§ **Potongan Teks**
%%

Terbit
16/9/2022
Diperbarui
16/9/2022

Sepak Terjang di Senayan (4): Berjibaku demi UU Desa

Selain berpikir pada tataran konsep, ia juga berpikir secara detail pada level implementasi, komentar Titok Hariyanto terkait sepak terjang Ganjar tentang UU Desa.
Ganjar Pranowo saat bersama warga Desa Wadas, Kabupaten Purworejo, Jateng, Minggu (13 Februari 2022). Foto: Instagram Ganjar Pranowo

SUTORO Eko Yunanto masih ingat benar satu permintaan Ganjar Pranowo kepada dirinya pada kurun waktu 2012 - 2013.

Saat itu, Ganjar yang duduk sebagai salah satu anggota Panitia Khusus (Pansus) RUU Desa di DPR RI, meminta Sutoro membantu mencarikan data mikro tentang jumlah uang yang masuk ke desa. Kala itu Sutoro masih aktif di organisasi Forum Pengembangan Pembangunan Desa (FPPD).

Sutoro, kini menjabat Kepala Sekolah Tinggi Pembangunan Masyarakat Desa “AMPD” Yogyakarta, dikenal sebagai akademisi yang banyak membuat penelitian tentang persoalan desa. Namanya tertera sebagai salah satu Tim Penyusun Naskah Akedemik RUU Desa, seperti dilansir situsweb DPR RI.

Dalam sebuah pertemuan di Yogyakarta, Ganjar bercerita kepada Sutoro, bahwa dirinya membutuhkan data itu sebagai amunisi untuk memperjuangkan dana desa.

DPR memang telah mencoba meminta data kepada pemerintah melalui Kementerian Keuangan dan Badan Perencanaan Pembangunan Nasional (Bappenas). Namun, kedua instansi itu mengatakan tidak punya data detail. Yang ada hanya data makro alias gelondongan.

Saat itu dana untuk desa diselipkan dalam berbagai jenis bantuan. Itu sebabnya, Ganjar meminta Sutoro membantunya mencarikan data detail.

Namun, Ganjar mewanti-wanti Sutoro bahwa pekerjaan itu bukan proyek. Tidak ada anggaran alias gotong royong. Lantaran Sutoro punya semangat yang sama untuk memperjuangkan UU Desa, permintaan itu disanggupi.

%%

§ **Data yang Diberikan**
%%

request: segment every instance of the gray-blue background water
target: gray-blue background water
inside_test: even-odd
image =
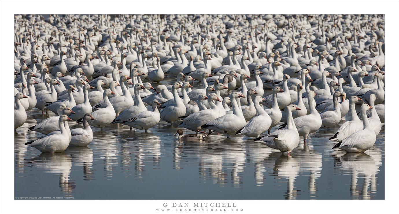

%%

§ **Soal Latihan**
Menurut artikel tentang perjuangan UU Desa di atas, kepada instansi pemerintah mana saja DPR mencoba meminta data?

§ **Jawaban Tugas**
Kementerian Keuangan dan Badan Perencanaan Pembangunan Nasional (Bappenas).